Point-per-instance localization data
╭──
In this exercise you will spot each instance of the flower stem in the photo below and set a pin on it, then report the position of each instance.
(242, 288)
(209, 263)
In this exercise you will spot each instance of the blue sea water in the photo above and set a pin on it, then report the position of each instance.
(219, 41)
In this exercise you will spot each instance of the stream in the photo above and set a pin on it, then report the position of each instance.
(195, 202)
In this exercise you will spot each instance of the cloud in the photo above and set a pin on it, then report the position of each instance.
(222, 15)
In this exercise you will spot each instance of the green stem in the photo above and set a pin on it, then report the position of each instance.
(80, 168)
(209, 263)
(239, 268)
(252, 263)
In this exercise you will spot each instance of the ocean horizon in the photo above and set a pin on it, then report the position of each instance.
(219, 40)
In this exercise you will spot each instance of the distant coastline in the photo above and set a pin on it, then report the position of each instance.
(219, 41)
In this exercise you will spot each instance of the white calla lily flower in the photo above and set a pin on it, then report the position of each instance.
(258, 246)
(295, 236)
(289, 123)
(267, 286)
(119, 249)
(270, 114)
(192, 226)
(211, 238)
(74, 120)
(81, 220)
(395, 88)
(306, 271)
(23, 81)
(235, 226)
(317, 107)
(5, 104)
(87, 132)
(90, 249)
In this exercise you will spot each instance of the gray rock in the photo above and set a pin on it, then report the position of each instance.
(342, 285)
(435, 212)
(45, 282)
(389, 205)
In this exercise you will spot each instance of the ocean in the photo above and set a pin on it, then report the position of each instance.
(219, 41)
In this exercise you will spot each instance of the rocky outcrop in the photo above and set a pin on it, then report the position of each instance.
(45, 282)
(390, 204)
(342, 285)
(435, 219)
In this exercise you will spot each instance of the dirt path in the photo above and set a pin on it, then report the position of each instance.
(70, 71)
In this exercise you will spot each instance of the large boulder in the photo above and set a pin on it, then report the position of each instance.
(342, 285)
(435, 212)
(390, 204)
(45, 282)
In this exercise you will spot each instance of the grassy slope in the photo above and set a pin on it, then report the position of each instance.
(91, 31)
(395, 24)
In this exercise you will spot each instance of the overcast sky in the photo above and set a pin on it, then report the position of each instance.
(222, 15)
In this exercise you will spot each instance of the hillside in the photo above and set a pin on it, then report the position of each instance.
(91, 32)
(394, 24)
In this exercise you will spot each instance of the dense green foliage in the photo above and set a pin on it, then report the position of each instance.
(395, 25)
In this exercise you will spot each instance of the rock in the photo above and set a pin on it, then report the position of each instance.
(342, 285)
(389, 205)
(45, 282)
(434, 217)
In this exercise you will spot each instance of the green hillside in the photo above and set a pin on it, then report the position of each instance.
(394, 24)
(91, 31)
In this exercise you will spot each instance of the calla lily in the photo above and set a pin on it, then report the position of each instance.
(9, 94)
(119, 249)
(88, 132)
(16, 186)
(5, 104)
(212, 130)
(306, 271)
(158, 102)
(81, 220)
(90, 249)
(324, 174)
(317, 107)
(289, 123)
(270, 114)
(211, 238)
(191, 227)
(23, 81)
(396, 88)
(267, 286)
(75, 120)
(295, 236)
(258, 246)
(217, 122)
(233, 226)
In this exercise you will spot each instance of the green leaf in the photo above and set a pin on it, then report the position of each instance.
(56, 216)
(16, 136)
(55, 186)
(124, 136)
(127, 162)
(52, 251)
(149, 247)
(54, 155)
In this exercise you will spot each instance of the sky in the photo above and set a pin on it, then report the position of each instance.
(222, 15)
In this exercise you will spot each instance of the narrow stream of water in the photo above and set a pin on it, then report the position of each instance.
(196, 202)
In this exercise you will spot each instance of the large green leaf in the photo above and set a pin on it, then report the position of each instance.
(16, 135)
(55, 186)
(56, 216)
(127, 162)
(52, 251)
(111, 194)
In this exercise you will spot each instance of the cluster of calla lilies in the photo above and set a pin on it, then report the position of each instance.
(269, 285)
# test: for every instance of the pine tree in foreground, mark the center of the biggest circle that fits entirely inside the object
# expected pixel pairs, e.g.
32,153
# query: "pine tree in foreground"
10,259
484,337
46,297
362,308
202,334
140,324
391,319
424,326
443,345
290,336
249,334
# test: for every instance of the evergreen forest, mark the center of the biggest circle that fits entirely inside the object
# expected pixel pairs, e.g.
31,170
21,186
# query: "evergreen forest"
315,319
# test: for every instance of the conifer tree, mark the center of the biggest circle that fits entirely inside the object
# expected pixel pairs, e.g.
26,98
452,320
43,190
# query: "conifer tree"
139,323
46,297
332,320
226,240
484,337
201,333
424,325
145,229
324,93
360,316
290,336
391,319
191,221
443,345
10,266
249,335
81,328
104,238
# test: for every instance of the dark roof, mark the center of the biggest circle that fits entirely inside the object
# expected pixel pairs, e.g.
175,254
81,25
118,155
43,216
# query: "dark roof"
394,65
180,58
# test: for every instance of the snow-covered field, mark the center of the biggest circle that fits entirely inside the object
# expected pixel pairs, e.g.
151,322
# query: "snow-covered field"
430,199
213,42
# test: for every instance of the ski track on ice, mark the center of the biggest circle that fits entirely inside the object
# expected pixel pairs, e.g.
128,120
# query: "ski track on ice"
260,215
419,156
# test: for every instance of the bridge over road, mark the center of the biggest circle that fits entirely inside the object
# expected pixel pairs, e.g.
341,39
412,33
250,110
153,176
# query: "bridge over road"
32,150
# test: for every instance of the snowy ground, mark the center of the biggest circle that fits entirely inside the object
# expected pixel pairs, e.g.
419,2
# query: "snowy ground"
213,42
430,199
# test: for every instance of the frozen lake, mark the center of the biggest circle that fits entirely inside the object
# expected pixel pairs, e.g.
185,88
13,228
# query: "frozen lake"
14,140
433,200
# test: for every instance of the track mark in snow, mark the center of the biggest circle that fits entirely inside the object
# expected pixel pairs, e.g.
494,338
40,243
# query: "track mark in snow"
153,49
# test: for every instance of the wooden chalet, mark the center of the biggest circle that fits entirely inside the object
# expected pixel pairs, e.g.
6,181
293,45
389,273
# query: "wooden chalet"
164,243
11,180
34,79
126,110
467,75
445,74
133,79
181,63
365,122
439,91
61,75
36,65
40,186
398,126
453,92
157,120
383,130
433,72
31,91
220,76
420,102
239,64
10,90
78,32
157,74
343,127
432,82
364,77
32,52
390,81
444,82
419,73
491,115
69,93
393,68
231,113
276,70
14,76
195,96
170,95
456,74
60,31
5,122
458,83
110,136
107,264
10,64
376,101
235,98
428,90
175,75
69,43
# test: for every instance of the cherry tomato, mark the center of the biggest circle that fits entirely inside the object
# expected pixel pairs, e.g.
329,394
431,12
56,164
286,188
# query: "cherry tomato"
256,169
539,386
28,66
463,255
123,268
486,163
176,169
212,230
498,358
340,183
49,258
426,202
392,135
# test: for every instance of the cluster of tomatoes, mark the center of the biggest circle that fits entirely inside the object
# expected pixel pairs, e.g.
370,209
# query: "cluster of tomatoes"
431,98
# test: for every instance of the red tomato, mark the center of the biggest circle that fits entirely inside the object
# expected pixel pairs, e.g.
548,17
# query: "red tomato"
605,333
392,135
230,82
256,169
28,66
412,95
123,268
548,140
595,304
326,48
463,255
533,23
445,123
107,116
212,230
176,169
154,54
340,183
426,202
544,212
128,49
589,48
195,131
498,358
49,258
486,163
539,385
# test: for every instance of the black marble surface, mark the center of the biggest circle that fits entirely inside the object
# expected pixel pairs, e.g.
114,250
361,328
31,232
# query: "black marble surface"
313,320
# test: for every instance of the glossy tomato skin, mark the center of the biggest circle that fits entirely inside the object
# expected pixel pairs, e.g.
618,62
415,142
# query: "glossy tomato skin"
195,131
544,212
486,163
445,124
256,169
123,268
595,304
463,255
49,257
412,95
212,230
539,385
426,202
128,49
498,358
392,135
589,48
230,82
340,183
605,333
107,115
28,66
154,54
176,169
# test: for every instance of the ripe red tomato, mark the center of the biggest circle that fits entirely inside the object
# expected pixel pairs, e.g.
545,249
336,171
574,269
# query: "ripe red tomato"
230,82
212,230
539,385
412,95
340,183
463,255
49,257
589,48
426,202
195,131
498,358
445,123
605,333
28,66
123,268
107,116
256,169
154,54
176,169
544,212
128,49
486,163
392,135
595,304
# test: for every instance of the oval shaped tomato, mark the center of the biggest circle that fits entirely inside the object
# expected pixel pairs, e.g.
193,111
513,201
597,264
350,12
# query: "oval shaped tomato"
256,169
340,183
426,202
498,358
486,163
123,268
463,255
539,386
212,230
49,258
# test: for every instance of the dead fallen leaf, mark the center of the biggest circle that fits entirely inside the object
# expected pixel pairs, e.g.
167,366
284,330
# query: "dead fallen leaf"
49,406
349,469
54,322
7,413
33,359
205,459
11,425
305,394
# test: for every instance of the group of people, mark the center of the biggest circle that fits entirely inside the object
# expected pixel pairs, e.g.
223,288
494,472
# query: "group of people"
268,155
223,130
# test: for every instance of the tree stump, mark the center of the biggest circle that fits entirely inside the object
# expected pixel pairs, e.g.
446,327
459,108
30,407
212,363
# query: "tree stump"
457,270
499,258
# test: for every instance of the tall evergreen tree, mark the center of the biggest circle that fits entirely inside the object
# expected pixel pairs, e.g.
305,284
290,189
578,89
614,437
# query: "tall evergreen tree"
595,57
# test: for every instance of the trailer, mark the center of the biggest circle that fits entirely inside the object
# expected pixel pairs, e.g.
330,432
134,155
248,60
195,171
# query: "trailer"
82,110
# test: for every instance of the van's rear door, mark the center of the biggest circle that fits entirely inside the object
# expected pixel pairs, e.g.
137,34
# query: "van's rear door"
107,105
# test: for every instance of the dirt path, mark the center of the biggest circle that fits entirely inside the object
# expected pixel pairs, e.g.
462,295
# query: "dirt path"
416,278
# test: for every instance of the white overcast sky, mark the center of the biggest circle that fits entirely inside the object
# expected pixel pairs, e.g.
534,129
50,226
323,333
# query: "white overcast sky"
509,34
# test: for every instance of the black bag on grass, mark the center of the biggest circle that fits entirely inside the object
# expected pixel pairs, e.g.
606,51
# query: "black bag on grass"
╰──
* _Try it_
What you return should be exactly the lines above, starting at the one with "In this exercise you will spot each instance of the calla" and ending at the one with "# test: for every instance of the dark", and nothing else.

* _Your response_
In this exercise you will spot each instance of the calla lily in the photo above and set a pin on it, then report the position of each instance.
(9, 94)
(119, 249)
(88, 132)
(16, 186)
(5, 104)
(212, 130)
(306, 271)
(158, 102)
(81, 220)
(90, 249)
(324, 174)
(317, 107)
(289, 123)
(270, 114)
(211, 238)
(191, 227)
(23, 81)
(396, 88)
(267, 286)
(75, 120)
(295, 236)
(258, 246)
(217, 122)
(233, 226)
In this exercise you will spot each instance of the green leaf in the photo above and set a pin on it, then report the position of each instance.
(56, 216)
(16, 136)
(55, 186)
(124, 136)
(127, 162)
(52, 251)
(149, 247)
(54, 155)
In this exercise you will spot each instance of the sky in the photo above and set a pin on it, then report the position of each instance.
(222, 15)
In this exercise you will spot each instance of the narrow stream of water in the photo above and set a pin on it, then report the position of each instance.
(196, 202)
In this exercise you will spot each instance of the large green leaf in the photo above and set a pin on it, then report the position of each instance.
(16, 135)
(55, 186)
(56, 216)
(127, 162)
(52, 251)
(111, 194)
In this exercise you will spot each instance of the cluster of calla lilies in the photo above and set a pin on it, then report the position of each instance.
(269, 285)
# test: for every instance of the pine tree in foreground, mark the center of the biggest circle that fits entirely inside the object
# expected pixel pairs, e.g.
32,153
# query: "pine tree in foreground"
10,259
484,337
46,297
362,308
202,334
140,324
391,319
424,326
443,345
290,336
249,334
# test: for every instance of the evergreen forest, mark the center of the biggest circle that fits entirely inside the object
# expected pixel pairs, e.g.
31,170
21,186
# query: "evergreen forest"
315,319
# test: for every instance of the conifer tree, mark the center of the biggest circle that fits entirely inside the object
# expected pixel pairs, e.g.
26,98
452,320
43,190
# query: "conifer tree"
139,323
46,297
332,320
226,240
484,337
201,333
424,325
145,229
324,93
360,316
290,336
391,319
191,221
443,345
10,266
249,335
81,328
104,238
# test: for every instance of the dark roof, mark the center of the biggest circle that fits entirely inside the object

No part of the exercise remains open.